Stored records
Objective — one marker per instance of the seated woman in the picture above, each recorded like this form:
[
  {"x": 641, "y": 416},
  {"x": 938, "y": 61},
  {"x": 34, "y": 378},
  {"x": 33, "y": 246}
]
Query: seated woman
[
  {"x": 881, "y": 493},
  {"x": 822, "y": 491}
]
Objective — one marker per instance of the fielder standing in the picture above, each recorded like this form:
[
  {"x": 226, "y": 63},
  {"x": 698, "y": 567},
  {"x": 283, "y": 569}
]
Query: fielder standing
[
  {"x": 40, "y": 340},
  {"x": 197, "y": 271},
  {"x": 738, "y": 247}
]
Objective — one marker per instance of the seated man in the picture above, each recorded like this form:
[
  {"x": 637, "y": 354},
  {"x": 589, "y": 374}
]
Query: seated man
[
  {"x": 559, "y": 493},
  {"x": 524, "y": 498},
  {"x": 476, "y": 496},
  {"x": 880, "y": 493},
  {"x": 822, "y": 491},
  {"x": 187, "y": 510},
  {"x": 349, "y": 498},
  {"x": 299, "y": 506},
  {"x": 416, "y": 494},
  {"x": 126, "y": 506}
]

■ Short problem: Copy the records above line for line, without changing anything.

■ Exercise result:
Objective — one marker per instance of the seated woman in the picture above, each recorded like this form:
[
  {"x": 641, "y": 416},
  {"x": 938, "y": 61},
  {"x": 34, "y": 378},
  {"x": 33, "y": 246}
]
Query: seated woman
[
  {"x": 881, "y": 493},
  {"x": 822, "y": 491}
]
Objective — one marker per instance of the fielder standing in the picture above, each recorded like this form:
[
  {"x": 226, "y": 63},
  {"x": 698, "y": 567},
  {"x": 283, "y": 569}
]
Query: fielder standing
[
  {"x": 40, "y": 340},
  {"x": 197, "y": 271},
  {"x": 738, "y": 247}
]
Objective — one marker per instance of the seated man in the picture above, each recorded like this form:
[
  {"x": 637, "y": 354},
  {"x": 589, "y": 374}
]
Query: seated man
[
  {"x": 559, "y": 493},
  {"x": 524, "y": 498},
  {"x": 476, "y": 496},
  {"x": 880, "y": 493},
  {"x": 822, "y": 491},
  {"x": 187, "y": 510},
  {"x": 349, "y": 498},
  {"x": 299, "y": 506},
  {"x": 416, "y": 494},
  {"x": 126, "y": 506}
]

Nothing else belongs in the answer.